In the advice thread below, list each action or refusal that the mother's opening post, including its heading, attributes to her son.
------ EXCERPTED PASSAGE
My 35 year old son won't get a job

He deals with depression, won’t take anything for it. Sleeps all day and stays up all night. His two childredn 8 & 10 live with us and he wakes up long enough to play with them for an hour or two and then goes back to sleep. I am at my wits end. I can’t seem to say anything without us getting into a huge fight and I hate fighting. Any new or different ideas out there? BTW, I am a single mom, taking care of my son and his two kids.

Answer #1

I have to agree with Matt also on this one — there comes a time when a man has to “MAN UP”

He has a family OF HIS OWN! he needs to be taking care of. It will be hard for you to do this, and I suspect you already know what must be done —

If he has 2 kids — where’s there mother? Obviously we don’t know all the background, but regardless of that, it’s time your son started acted like the grown man that he is, and get out of bed, and get himself in gear and do what a man is supposed to instead of sulking in bed all day and letting his life and yours and his kids waste away for no reason.
------------
------ DATA PROVIDED
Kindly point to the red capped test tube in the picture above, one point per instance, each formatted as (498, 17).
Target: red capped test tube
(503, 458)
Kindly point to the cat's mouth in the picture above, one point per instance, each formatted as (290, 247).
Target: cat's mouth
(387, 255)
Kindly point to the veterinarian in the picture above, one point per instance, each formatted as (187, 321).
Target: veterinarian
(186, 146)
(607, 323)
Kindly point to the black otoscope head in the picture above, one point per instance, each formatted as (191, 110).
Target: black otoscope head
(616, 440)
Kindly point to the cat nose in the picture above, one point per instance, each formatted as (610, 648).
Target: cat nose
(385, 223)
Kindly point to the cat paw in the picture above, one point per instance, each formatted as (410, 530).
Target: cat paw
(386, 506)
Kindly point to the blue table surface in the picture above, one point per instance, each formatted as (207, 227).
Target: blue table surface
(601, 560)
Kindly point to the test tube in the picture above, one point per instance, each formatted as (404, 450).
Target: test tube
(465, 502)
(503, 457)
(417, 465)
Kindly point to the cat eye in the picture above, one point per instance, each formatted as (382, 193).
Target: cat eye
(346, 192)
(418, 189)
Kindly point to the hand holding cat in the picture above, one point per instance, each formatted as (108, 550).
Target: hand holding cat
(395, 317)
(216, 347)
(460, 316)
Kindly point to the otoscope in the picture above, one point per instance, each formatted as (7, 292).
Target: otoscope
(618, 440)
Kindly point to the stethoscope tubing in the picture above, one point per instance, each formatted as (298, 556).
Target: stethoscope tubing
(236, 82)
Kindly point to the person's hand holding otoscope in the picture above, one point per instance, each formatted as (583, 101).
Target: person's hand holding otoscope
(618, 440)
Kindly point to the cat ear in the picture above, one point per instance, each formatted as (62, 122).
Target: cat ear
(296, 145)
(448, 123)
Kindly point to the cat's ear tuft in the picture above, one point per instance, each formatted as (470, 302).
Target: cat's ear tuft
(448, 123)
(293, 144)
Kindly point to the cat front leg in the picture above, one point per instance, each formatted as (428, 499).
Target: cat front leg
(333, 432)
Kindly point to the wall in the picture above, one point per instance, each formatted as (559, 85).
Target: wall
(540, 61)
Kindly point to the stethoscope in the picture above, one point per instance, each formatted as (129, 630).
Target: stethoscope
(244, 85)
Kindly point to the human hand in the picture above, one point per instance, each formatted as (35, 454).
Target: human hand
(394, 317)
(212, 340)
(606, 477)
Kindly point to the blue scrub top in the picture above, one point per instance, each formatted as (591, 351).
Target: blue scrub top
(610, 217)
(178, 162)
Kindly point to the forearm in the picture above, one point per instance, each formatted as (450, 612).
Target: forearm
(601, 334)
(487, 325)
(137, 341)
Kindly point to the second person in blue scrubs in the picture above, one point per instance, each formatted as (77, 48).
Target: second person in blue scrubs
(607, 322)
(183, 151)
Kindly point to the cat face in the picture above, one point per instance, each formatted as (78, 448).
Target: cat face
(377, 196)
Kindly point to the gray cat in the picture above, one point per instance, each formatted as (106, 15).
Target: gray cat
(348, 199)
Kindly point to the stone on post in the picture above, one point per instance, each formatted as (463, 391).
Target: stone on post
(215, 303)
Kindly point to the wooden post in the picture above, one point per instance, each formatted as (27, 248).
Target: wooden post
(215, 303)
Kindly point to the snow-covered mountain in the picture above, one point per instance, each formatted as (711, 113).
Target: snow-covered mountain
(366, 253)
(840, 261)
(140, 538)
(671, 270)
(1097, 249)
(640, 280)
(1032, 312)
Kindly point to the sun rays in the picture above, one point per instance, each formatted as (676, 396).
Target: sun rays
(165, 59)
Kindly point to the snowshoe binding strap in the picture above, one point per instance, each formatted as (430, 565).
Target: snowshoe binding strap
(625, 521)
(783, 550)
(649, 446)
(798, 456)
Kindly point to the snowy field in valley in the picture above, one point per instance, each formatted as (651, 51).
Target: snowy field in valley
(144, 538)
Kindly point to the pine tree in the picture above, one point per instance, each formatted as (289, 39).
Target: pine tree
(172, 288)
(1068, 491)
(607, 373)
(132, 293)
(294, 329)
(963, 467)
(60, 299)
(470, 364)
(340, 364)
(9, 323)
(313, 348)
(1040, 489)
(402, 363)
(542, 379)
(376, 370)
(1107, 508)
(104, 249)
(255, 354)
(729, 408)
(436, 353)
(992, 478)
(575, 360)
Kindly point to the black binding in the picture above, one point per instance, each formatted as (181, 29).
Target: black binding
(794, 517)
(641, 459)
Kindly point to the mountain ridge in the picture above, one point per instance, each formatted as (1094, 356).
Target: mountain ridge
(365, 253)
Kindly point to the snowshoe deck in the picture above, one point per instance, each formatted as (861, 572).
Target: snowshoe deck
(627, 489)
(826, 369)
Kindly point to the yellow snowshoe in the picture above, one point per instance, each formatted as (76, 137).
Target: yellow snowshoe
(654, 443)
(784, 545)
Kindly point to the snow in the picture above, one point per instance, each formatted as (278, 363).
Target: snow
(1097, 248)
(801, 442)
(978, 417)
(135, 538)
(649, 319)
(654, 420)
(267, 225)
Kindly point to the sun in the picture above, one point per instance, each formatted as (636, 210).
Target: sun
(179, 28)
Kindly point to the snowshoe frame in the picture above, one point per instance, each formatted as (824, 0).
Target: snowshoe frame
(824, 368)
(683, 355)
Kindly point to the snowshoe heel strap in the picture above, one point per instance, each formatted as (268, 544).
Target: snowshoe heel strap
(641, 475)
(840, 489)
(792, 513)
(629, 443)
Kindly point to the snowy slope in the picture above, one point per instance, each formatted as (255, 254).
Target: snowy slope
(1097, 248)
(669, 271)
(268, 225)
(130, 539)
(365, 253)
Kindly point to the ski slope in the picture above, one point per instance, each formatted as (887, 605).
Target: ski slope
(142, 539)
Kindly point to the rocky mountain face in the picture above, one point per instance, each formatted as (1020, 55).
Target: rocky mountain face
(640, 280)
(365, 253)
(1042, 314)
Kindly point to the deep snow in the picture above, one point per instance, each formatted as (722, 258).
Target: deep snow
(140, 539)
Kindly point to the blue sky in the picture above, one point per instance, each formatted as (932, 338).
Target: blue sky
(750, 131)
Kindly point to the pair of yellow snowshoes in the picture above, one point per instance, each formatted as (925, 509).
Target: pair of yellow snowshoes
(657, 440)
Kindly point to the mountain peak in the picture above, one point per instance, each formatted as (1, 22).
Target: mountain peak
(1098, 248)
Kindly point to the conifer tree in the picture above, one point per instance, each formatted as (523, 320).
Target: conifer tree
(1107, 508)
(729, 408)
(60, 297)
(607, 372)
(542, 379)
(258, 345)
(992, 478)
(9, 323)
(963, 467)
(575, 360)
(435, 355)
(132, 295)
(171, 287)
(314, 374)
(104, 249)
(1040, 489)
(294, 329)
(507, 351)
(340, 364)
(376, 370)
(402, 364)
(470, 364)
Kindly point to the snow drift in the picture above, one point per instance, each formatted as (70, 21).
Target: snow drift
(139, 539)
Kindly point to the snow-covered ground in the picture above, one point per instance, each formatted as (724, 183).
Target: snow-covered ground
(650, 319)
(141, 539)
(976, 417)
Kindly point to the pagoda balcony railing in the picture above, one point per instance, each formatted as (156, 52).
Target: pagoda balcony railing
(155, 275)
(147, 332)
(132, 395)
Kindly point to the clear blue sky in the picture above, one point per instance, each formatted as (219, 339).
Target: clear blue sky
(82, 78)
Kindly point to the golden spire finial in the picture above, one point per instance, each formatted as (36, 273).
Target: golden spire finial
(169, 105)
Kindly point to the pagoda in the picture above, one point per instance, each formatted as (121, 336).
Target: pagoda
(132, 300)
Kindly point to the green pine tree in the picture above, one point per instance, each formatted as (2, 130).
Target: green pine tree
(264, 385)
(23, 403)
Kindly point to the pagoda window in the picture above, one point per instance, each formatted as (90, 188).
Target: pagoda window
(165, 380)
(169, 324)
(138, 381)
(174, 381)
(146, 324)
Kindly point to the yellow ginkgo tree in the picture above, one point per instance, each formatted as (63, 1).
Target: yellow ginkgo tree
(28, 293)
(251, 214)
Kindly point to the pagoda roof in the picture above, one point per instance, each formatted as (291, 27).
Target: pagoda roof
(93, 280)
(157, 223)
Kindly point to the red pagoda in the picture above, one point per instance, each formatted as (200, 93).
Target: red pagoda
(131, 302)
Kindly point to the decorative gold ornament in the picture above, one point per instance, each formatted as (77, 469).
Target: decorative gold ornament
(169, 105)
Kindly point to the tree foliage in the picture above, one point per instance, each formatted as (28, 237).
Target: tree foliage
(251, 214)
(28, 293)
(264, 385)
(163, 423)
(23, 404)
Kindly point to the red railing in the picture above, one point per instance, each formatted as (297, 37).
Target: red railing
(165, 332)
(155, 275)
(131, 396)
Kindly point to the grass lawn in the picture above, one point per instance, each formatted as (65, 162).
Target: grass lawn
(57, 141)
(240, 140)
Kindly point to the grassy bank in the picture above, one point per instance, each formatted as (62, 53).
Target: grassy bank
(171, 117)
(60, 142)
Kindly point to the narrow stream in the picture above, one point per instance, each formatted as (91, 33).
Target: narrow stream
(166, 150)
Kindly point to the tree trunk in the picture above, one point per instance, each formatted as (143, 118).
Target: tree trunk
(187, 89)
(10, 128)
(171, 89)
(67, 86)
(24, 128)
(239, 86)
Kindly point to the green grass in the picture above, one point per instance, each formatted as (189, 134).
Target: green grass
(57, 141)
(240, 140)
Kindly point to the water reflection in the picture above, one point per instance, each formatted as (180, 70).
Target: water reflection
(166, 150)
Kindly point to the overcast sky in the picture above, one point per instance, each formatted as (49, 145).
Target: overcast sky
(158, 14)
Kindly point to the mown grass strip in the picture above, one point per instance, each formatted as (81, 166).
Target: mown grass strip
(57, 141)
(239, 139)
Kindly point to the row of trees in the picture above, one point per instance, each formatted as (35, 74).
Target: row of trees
------------
*WRITTEN RESPONSE*:
- He won't get a job.
- He deals with depression.
- He won't take anything for it.
- He sleeps all day.
- He stays up all night.
- He wakes up long enough to play with his two children for an hour or two.
- He goes back to sleep.